## PROVIDED INFORMATION
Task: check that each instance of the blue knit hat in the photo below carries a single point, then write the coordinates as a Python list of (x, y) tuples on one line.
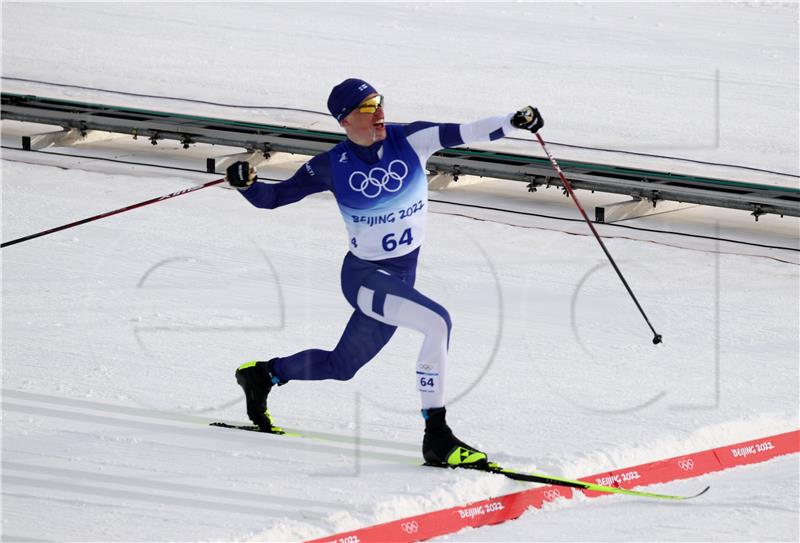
[(346, 96)]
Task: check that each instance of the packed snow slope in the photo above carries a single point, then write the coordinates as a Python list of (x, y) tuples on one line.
[(120, 337)]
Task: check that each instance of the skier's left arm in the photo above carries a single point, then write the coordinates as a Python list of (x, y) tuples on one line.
[(427, 138)]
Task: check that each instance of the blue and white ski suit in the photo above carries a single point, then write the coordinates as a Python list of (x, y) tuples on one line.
[(382, 193)]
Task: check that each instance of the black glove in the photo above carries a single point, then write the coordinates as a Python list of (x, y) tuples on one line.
[(240, 175), (528, 118)]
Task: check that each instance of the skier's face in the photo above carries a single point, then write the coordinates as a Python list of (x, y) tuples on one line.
[(364, 125)]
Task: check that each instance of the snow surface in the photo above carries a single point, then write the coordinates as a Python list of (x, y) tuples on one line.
[(120, 337)]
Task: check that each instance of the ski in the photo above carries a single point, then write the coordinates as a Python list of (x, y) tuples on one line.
[(496, 469), (491, 467), (253, 428)]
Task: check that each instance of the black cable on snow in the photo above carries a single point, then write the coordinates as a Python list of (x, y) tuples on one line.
[(324, 113)]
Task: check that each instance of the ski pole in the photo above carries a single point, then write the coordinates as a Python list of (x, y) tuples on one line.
[(109, 213), (656, 336)]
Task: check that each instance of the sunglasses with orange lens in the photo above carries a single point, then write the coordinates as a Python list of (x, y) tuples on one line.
[(371, 105)]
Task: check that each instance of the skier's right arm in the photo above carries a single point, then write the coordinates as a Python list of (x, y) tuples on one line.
[(312, 177)]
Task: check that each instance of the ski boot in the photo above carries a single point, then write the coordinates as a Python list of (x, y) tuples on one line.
[(441, 448), (256, 379)]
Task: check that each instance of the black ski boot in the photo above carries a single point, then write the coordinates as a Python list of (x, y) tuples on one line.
[(256, 380), (441, 448)]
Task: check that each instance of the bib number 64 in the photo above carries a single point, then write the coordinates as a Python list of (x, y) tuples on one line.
[(391, 241)]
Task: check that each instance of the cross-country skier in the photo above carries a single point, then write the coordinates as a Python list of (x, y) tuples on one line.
[(378, 178)]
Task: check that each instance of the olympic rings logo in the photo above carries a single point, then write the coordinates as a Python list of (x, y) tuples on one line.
[(551, 495), (378, 179)]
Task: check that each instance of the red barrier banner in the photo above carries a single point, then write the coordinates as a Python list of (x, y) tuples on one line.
[(511, 506)]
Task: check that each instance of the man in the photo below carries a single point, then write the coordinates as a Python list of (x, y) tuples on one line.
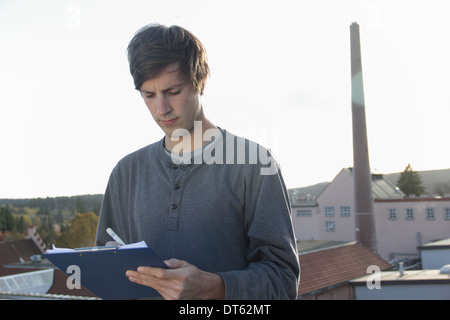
[(201, 197)]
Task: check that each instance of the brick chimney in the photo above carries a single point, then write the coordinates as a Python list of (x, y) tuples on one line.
[(362, 180)]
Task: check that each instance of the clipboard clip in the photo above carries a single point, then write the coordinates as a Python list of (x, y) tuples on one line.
[(96, 249)]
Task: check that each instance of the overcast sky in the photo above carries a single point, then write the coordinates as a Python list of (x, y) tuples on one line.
[(280, 74)]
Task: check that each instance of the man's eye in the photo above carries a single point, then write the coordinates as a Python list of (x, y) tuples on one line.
[(174, 93)]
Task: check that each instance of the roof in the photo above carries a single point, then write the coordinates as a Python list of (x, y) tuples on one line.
[(408, 277), (15, 259), (441, 244), (330, 267), (382, 188)]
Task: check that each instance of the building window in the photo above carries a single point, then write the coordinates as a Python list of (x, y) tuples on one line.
[(329, 211), (409, 214), (345, 211), (430, 214), (446, 213), (330, 226), (304, 213), (392, 214)]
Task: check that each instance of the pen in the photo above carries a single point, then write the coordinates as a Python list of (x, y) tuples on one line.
[(115, 236)]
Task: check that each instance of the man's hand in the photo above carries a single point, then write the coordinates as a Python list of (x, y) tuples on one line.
[(181, 281)]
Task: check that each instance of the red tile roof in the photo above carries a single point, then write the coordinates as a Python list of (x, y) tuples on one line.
[(12, 251), (333, 266)]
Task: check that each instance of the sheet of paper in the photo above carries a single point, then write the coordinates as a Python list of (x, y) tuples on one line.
[(140, 244)]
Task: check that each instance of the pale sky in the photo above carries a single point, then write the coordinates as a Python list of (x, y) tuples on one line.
[(280, 74)]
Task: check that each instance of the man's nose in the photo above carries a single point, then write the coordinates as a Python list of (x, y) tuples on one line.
[(163, 105)]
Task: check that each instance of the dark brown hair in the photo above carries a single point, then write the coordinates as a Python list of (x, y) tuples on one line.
[(156, 46)]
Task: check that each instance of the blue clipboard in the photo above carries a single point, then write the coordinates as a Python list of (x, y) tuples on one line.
[(102, 270)]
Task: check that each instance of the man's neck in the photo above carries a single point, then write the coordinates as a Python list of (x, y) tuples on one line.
[(200, 135)]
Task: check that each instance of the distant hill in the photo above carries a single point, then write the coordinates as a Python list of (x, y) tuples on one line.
[(434, 181), (81, 203)]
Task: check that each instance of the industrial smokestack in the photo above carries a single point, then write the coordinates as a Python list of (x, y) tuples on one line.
[(362, 180)]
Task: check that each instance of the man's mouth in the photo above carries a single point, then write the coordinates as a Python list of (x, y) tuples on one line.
[(168, 122)]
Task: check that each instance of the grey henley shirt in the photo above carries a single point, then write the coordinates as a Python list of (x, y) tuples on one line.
[(220, 212)]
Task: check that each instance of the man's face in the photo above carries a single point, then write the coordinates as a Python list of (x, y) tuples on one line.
[(172, 100)]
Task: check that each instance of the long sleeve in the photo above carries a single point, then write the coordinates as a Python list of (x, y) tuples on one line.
[(273, 271)]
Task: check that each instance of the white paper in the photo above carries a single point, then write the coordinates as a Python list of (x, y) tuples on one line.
[(135, 245)]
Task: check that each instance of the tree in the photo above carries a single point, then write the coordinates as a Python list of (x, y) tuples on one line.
[(7, 221), (81, 233), (410, 182)]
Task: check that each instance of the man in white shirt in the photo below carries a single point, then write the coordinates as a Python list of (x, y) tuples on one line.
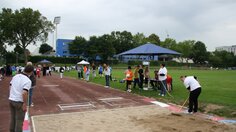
[(192, 84), (162, 75), (107, 73), (19, 87)]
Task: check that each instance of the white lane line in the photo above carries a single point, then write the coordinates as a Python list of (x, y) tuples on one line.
[(160, 103), (107, 99)]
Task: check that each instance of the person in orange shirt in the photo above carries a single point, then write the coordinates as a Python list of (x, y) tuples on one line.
[(169, 83), (129, 79)]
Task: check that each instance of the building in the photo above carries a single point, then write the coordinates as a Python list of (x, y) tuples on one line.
[(231, 49), (62, 48)]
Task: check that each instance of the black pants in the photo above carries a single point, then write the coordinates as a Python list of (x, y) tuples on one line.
[(17, 116), (136, 81), (193, 100), (141, 82)]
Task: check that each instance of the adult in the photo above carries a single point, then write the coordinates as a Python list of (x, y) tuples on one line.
[(79, 69), (61, 70), (19, 87), (162, 75), (33, 84), (192, 84), (38, 71), (87, 73), (94, 70), (136, 77), (169, 83), (100, 70), (129, 79), (146, 76), (110, 72), (154, 81), (107, 73), (141, 76)]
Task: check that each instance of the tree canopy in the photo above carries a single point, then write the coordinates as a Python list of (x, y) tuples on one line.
[(44, 48), (199, 53), (24, 27)]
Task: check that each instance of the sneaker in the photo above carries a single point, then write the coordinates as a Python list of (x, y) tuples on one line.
[(187, 112)]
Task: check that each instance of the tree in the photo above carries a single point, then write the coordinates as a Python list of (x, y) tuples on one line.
[(199, 53), (153, 38), (122, 41), (105, 47), (78, 46), (45, 48), (222, 59), (169, 43), (139, 39), (24, 27), (185, 48)]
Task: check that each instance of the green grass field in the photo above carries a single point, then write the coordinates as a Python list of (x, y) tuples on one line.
[(218, 87)]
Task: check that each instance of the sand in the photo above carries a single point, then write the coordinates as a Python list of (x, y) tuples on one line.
[(149, 118)]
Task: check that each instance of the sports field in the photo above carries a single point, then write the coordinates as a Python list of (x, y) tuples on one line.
[(218, 88)]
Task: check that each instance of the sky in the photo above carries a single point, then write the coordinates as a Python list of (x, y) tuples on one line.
[(211, 21)]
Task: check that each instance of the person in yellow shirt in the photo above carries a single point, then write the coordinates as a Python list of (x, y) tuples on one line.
[(136, 77), (129, 79)]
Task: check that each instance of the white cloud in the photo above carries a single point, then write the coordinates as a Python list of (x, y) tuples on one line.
[(210, 21)]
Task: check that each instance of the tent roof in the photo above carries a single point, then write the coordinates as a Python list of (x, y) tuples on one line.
[(44, 61), (149, 49), (83, 62)]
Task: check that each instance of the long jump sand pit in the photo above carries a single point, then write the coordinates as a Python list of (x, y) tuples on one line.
[(149, 118)]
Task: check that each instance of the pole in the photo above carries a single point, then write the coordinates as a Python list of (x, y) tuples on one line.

## WHAT THE TASK ASKS
In the listing above, repeat the lines between the one containing "Task: check that each instance of the long sleeve" and the one containing "[(7, 221), (81, 233), (410, 182)]", inclusive, with each request kept verbatim and 86 added to every coordinate value in the answers.

## WORKED ANSWER
Task: check that each instance of the long sleeve in the photo above carries a single point, then write the coordinates as a Python list of (x, y) tuples on one line.
[(359, 357)]
Task: check that each instance of the white paper in the photo above carries a single point, then write the coordinates as a Python list of (x, y) tuples on one line.
[(221, 331)]
Task: check that each instance of the tree in the photo above carries a single point, then write the coordinates as a Python list of (x, y) tuples on one line.
[(93, 307), (167, 319), (496, 268)]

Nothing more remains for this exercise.